▶ Exercise: Please copy the items below without any change, starting at the line containing "Target: glossy tabletop" and ending at the line containing "211], [329, 420]]", both of those lines included.

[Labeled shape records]
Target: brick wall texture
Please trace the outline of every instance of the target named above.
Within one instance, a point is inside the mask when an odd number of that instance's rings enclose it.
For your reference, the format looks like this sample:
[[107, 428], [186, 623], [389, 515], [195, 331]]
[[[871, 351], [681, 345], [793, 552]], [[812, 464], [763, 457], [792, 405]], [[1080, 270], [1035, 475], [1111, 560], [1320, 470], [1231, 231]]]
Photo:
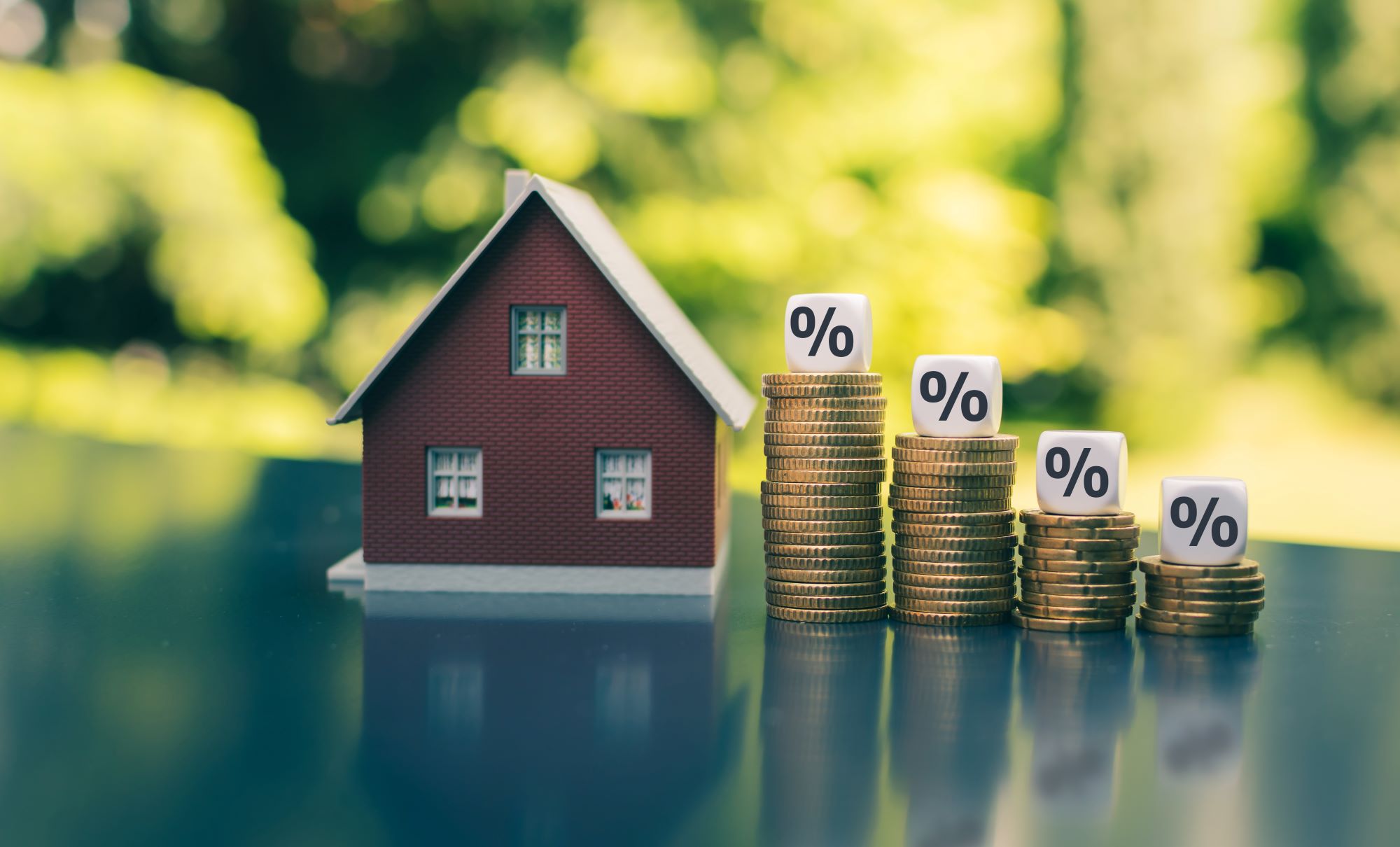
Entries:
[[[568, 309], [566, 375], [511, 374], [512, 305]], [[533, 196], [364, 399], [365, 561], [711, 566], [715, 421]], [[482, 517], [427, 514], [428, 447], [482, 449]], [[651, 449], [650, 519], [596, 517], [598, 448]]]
--
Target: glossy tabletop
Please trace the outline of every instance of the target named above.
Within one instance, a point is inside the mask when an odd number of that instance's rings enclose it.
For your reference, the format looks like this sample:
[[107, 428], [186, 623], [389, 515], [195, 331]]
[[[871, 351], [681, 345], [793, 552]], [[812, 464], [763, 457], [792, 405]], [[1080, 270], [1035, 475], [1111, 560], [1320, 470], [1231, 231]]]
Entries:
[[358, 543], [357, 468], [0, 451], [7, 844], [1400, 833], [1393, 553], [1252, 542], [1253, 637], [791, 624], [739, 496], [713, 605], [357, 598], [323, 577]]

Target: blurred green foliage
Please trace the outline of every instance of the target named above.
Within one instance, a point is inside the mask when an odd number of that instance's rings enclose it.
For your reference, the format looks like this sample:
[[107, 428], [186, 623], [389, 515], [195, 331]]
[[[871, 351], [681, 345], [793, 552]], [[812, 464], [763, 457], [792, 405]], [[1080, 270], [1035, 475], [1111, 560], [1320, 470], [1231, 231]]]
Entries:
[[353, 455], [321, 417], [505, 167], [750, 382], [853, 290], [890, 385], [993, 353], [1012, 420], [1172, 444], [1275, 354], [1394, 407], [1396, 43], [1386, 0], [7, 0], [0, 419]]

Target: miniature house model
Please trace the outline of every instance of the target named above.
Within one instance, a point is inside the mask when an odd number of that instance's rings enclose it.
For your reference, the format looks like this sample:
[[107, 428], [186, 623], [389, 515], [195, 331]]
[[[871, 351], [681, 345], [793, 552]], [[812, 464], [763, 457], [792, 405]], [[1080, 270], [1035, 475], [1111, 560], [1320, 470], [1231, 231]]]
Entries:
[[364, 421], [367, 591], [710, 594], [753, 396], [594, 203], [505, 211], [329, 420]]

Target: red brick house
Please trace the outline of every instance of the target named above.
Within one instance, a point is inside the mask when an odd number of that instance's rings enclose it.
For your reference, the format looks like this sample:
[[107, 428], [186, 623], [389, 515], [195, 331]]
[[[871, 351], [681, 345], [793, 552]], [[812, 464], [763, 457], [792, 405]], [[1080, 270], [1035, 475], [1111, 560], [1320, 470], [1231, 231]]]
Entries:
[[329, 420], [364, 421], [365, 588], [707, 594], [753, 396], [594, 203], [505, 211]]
* * *
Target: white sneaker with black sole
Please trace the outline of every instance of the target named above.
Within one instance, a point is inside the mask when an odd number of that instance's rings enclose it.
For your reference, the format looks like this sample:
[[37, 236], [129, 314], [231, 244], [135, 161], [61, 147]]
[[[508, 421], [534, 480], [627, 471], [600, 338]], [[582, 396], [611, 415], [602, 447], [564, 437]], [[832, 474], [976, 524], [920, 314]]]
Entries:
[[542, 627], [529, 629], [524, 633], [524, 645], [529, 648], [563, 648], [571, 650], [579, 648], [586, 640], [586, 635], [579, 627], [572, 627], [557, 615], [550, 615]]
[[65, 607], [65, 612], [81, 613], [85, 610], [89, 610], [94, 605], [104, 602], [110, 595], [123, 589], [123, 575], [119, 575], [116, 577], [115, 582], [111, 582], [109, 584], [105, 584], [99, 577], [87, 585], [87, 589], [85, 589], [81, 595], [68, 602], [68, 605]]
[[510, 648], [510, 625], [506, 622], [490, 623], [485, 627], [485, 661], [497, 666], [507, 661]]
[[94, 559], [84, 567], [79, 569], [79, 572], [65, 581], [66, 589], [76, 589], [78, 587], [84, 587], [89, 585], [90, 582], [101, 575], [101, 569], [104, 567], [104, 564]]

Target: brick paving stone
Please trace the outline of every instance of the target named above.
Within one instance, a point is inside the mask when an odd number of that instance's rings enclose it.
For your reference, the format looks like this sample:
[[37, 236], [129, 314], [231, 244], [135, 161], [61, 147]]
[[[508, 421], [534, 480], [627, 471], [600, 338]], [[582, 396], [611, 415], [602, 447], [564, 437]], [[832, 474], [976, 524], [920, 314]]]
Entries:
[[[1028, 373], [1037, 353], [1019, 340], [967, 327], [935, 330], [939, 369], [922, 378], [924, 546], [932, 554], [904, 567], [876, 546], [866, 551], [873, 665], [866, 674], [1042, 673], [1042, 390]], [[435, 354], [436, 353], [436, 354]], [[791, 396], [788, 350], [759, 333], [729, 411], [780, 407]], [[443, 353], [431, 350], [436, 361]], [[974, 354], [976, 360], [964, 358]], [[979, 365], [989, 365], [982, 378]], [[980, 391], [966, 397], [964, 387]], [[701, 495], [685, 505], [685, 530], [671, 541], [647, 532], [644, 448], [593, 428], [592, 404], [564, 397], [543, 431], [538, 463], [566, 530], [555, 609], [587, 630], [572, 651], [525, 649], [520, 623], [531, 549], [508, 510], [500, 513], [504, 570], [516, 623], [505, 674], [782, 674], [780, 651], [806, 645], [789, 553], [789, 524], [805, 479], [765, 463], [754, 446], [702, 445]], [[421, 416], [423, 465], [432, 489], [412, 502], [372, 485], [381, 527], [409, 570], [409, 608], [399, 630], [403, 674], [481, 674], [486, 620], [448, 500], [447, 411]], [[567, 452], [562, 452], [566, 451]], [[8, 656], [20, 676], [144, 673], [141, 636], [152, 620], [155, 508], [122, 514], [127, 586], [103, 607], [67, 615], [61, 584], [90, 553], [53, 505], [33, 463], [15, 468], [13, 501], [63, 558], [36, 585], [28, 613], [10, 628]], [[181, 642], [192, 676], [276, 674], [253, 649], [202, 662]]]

▶ Output of the exercise:
Target: glossy tabletop
Please trace the outline of every instance of the target named above.
Within one instance, a point is inside the mask when an odd number of that instance's rings enclose it.
For your reference, the format looks like this sample:
[[107, 428], [186, 623], [389, 515], [195, 331]]
[[[871, 351], [681, 345], [793, 552]], [[812, 464], [763, 457], [792, 405]], [[1080, 270], [1035, 475], [1111, 560], [1320, 470], [1231, 231]]]
Entries:
[[358, 543], [357, 468], [0, 451], [7, 844], [1400, 833], [1393, 553], [1252, 542], [1253, 637], [791, 624], [739, 496], [713, 605], [357, 598], [323, 577]]

Target: blurred green foliage
Please trace the outline of every instance of the target named above.
Within one instance, a point is inside the mask when an odd number of that instance's rings enclose it.
For your reference, the format looks like this sample:
[[107, 428], [186, 623], [389, 515], [195, 331]]
[[[871, 351], [681, 345], [793, 552]], [[812, 464], [763, 457], [792, 405]], [[1080, 270], [1035, 475], [1111, 560], [1320, 470], [1231, 231]]]
Entries:
[[353, 455], [321, 417], [505, 167], [750, 382], [853, 290], [890, 385], [993, 353], [1012, 420], [1172, 444], [1275, 354], [1394, 407], [1396, 43], [1386, 0], [7, 0], [0, 419]]

Target: miniature house model
Please trace the outline of every instance of the target named above.
Within one instance, a point is inside the mask when an odd number of that instance's rings enclose it.
For your reference, the format looks like this sample:
[[107, 428], [186, 623], [389, 515], [195, 331]]
[[[871, 351], [681, 345], [793, 552]], [[812, 464], [763, 457], [792, 405]], [[1080, 270], [1035, 475], [1111, 560], [1320, 470], [1231, 231]]]
Entries:
[[364, 421], [367, 591], [710, 594], [753, 396], [594, 203], [505, 211], [329, 420]]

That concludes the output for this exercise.